Supplied data:
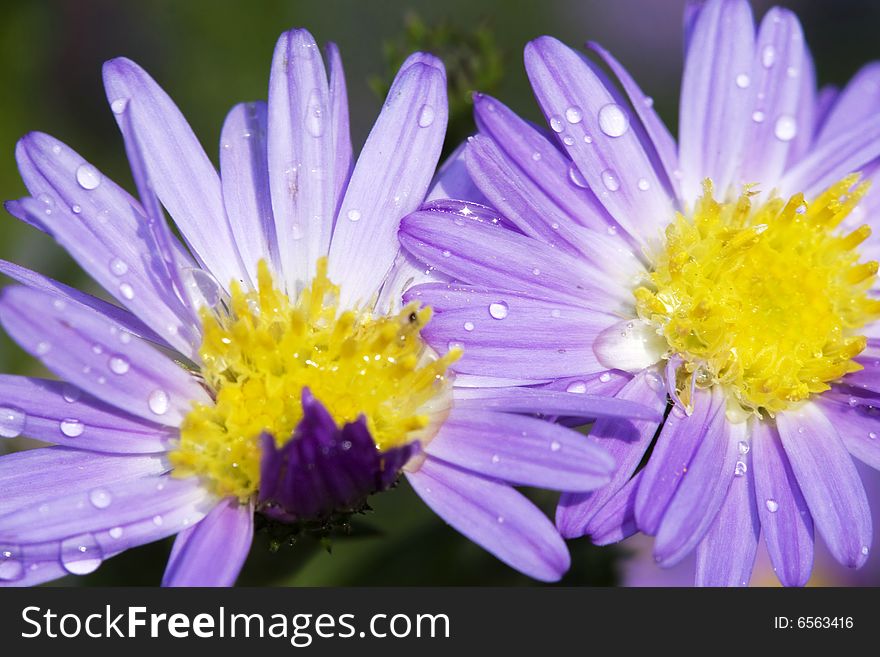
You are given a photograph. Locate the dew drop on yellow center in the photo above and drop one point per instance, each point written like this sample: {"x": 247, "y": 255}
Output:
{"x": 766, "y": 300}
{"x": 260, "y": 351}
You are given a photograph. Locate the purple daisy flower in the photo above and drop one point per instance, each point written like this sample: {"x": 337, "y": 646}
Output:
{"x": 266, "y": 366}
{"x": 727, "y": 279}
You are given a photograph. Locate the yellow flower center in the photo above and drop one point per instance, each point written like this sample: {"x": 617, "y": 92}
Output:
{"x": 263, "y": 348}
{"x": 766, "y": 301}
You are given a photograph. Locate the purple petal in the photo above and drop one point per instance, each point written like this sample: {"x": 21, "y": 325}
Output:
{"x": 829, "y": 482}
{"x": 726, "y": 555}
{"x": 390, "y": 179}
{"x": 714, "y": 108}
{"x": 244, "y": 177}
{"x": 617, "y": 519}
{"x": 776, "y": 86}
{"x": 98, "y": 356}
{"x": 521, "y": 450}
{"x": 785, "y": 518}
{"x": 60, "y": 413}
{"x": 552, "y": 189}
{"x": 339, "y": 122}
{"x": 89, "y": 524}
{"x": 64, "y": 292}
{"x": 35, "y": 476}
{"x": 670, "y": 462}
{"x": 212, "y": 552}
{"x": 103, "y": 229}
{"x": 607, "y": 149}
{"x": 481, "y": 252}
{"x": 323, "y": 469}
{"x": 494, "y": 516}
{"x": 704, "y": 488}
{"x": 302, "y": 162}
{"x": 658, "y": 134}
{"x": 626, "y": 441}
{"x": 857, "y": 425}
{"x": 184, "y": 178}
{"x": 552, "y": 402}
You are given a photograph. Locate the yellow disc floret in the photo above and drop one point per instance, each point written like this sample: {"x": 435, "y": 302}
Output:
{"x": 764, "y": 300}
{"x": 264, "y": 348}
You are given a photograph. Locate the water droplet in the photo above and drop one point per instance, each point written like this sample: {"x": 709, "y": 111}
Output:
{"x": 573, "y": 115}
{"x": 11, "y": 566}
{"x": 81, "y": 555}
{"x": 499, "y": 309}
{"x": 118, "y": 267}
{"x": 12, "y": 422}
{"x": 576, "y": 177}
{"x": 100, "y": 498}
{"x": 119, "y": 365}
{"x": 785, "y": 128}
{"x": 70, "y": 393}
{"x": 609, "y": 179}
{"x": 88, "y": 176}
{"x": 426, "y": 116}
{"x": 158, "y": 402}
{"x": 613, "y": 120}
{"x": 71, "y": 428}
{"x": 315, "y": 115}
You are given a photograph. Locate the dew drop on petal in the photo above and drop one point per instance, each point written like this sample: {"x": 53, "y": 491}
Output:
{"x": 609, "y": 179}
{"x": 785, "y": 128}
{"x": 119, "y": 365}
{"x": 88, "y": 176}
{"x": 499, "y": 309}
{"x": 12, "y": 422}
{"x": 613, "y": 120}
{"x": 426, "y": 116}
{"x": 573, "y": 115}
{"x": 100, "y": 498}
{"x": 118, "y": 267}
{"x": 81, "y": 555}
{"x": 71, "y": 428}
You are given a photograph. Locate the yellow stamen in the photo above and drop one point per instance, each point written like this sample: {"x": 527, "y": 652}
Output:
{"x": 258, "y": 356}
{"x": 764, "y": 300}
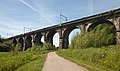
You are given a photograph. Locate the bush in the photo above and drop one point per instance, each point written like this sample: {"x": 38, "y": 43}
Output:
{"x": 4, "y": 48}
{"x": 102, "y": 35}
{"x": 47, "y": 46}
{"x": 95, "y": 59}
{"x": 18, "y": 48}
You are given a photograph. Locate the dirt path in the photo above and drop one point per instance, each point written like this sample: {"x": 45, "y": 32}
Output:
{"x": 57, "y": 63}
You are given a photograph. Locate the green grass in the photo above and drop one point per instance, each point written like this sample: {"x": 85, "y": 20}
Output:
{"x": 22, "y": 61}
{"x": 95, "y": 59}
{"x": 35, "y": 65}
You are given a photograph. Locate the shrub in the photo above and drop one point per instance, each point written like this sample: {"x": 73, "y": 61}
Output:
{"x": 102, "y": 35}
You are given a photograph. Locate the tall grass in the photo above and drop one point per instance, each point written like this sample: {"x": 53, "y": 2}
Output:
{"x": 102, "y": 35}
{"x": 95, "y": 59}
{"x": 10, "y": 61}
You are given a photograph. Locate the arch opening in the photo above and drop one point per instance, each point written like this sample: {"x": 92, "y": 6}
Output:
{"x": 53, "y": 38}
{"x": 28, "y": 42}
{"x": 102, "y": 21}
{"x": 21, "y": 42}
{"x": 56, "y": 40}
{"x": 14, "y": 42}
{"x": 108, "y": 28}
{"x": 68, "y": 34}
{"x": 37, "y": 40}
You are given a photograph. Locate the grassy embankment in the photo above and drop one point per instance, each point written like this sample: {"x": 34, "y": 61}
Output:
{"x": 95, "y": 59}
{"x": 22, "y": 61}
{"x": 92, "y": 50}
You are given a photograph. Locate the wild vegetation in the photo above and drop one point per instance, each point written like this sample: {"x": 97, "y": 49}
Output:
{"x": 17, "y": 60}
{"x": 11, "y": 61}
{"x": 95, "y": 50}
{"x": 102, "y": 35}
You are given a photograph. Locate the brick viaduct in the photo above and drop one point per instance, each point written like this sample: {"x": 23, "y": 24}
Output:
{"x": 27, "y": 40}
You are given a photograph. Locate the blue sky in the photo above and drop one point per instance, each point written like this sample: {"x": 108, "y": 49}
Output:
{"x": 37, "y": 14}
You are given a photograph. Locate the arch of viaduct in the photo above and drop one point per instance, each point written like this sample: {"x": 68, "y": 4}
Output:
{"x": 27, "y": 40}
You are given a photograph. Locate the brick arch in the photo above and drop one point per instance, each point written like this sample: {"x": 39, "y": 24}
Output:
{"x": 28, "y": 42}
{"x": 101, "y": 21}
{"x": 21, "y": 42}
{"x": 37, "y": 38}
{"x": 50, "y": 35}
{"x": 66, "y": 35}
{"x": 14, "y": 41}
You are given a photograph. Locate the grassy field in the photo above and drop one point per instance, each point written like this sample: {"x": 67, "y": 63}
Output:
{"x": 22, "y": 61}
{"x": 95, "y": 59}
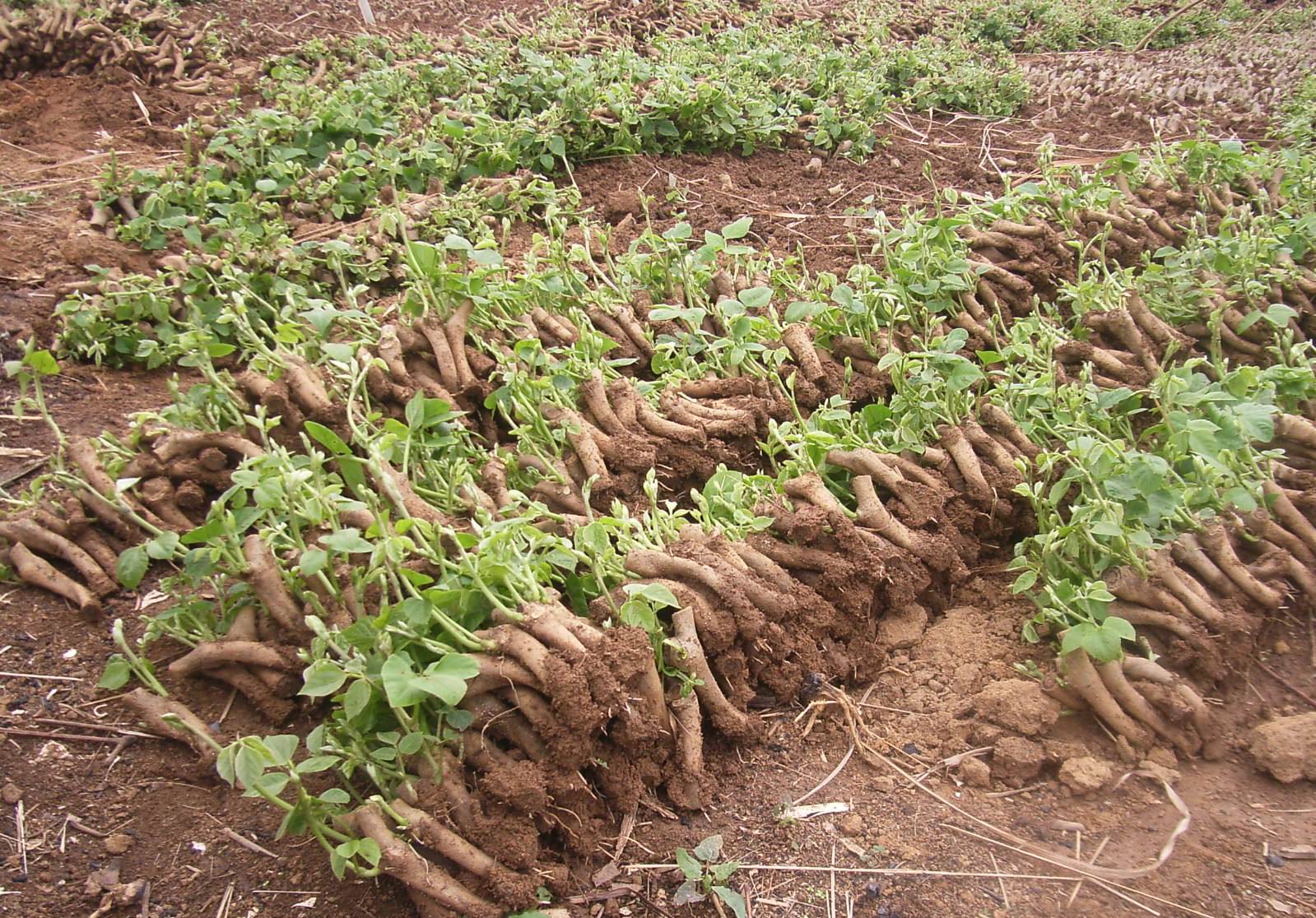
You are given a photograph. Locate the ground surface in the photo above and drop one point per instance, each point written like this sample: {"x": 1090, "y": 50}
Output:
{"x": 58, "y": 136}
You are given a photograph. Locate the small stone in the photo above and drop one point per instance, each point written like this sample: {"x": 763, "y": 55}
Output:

---

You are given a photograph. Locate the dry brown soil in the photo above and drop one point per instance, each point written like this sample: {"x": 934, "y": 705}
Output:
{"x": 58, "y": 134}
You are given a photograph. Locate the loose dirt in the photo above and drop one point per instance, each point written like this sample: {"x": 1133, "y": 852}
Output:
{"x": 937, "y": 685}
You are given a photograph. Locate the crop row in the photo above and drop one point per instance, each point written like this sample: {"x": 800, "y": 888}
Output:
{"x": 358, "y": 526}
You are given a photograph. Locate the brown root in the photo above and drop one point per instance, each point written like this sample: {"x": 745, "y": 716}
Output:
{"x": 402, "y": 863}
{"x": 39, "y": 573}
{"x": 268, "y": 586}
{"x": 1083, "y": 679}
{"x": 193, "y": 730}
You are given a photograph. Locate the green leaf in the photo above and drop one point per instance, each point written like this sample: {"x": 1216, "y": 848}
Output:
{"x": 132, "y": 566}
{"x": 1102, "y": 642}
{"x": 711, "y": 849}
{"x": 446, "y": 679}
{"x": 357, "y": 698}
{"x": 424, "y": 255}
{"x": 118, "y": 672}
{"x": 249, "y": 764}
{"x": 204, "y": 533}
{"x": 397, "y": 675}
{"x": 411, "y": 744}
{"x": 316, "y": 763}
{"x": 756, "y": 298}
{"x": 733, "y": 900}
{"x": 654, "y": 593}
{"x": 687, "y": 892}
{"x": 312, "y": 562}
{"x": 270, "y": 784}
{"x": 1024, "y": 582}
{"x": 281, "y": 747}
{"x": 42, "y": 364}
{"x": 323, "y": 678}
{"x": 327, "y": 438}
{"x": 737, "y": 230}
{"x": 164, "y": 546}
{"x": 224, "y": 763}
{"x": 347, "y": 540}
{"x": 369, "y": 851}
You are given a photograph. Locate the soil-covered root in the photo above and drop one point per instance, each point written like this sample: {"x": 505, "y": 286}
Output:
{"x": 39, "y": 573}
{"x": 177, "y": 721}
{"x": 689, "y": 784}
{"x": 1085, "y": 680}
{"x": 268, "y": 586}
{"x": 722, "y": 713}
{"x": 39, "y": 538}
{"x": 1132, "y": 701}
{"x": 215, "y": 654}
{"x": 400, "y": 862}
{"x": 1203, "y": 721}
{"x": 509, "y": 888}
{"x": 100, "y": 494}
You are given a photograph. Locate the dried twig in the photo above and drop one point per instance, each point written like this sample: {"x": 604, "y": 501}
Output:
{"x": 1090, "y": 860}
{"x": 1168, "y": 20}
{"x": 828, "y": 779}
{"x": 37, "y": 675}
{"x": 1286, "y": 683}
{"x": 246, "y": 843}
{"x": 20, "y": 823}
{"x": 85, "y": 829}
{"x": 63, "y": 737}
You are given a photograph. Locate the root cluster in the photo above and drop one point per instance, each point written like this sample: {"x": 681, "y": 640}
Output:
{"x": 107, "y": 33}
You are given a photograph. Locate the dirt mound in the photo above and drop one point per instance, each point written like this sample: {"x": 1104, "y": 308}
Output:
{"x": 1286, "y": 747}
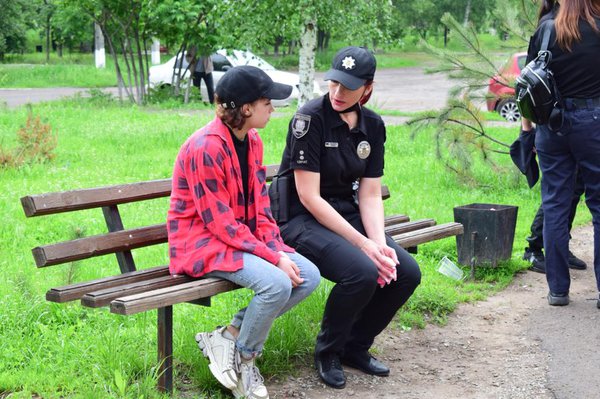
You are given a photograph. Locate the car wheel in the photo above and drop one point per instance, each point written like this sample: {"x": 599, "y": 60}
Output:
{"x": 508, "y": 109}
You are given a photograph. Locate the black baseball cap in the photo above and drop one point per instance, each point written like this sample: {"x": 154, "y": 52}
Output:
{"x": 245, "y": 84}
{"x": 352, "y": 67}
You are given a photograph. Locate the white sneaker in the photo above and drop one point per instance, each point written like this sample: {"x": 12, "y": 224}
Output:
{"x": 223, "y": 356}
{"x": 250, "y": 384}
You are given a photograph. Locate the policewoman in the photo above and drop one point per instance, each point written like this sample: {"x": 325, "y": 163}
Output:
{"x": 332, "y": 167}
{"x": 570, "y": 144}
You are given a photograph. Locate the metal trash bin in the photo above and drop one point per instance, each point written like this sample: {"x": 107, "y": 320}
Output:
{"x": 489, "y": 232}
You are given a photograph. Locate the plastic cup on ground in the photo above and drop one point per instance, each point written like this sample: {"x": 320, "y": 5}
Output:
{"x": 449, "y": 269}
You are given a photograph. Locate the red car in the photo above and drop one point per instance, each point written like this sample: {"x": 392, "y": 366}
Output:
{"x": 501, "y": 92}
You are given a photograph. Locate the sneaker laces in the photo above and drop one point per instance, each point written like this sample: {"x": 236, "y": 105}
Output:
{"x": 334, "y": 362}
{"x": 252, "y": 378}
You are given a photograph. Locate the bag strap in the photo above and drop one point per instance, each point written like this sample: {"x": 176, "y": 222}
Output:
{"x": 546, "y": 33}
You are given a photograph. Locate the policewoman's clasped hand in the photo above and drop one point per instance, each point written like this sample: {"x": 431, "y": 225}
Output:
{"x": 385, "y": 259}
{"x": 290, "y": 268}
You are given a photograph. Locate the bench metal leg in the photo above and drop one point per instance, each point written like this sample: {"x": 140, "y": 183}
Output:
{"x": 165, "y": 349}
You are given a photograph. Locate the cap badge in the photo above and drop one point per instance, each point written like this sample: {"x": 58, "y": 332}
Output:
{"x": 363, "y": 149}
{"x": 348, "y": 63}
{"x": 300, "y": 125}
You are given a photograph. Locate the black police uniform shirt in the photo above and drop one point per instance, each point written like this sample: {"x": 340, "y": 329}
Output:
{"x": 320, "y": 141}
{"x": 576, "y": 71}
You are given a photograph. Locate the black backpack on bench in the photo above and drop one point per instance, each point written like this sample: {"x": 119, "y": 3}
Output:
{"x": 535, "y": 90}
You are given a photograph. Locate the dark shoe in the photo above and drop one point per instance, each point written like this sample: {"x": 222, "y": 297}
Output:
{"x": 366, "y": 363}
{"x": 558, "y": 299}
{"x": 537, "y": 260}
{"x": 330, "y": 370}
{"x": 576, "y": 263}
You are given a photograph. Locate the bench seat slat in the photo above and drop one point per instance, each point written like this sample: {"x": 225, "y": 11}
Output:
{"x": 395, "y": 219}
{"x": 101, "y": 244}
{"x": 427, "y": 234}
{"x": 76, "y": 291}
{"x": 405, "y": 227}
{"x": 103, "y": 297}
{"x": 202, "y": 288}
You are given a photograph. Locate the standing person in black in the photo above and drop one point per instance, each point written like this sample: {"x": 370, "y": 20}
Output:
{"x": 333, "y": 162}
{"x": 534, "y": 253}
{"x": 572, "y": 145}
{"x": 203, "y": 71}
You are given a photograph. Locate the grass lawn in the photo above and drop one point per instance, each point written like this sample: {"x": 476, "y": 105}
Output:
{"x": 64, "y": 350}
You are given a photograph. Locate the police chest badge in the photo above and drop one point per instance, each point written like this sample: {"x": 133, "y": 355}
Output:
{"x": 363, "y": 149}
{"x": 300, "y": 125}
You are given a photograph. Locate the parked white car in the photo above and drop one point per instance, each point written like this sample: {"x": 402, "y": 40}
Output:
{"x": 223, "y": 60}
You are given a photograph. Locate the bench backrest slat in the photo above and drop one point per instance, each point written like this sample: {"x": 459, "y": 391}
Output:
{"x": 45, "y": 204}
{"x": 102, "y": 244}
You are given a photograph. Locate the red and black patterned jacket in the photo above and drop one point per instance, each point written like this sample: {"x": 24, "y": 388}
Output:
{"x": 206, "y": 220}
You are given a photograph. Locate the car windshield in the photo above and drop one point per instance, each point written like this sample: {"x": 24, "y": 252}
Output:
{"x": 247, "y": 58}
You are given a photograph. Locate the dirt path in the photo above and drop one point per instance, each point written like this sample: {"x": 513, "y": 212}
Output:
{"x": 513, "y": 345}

---

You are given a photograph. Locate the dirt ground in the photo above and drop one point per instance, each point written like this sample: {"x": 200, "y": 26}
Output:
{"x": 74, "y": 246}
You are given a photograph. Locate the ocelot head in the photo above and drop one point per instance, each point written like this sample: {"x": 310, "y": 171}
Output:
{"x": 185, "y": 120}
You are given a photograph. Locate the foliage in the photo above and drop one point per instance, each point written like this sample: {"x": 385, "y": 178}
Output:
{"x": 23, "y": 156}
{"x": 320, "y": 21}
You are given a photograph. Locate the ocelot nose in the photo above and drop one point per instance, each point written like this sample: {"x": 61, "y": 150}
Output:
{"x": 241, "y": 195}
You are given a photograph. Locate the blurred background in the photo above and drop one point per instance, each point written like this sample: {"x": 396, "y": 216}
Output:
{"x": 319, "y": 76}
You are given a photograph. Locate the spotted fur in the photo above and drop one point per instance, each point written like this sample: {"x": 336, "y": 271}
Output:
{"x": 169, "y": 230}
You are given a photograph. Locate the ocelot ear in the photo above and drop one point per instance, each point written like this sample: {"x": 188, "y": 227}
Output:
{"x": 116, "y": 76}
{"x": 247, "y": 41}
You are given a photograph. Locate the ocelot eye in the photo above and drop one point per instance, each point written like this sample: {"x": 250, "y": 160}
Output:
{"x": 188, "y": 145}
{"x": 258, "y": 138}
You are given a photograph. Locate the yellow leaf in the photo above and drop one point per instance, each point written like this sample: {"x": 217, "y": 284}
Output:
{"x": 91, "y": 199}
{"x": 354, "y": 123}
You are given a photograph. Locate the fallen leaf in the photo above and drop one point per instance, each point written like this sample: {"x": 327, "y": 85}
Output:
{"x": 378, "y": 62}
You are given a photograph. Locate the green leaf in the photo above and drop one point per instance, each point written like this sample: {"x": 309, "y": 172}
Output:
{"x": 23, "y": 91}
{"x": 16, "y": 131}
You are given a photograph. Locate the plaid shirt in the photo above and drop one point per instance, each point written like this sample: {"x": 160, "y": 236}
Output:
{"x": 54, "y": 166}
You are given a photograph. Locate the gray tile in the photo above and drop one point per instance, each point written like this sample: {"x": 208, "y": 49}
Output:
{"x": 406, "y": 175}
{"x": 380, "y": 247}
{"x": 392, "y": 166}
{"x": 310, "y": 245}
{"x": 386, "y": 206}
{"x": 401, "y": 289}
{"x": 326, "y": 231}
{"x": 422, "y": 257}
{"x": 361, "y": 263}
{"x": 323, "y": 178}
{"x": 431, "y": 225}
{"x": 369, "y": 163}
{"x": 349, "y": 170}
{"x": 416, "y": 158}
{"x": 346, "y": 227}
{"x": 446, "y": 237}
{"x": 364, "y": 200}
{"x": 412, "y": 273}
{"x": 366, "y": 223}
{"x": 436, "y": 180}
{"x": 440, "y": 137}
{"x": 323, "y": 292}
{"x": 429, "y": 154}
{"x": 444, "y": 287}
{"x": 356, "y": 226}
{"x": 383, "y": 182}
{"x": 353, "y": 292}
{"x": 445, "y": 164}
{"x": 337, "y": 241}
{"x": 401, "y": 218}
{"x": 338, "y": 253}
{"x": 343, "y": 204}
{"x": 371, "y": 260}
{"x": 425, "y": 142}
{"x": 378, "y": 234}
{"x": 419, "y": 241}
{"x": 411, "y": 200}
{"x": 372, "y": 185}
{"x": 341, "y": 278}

Task: Find every line in the records that contains the word "sneaker"; copy those lines.

Answer for this exercise:
You are given a photograph. Locate the white sneaker in the photo above and drop one point per instance, each point written like this sample: {"x": 12, "y": 224}
You are given a photograph. Locate the sneaker laces in the photo above and drop one point per instance, each point written like this sample: {"x": 236, "y": 105}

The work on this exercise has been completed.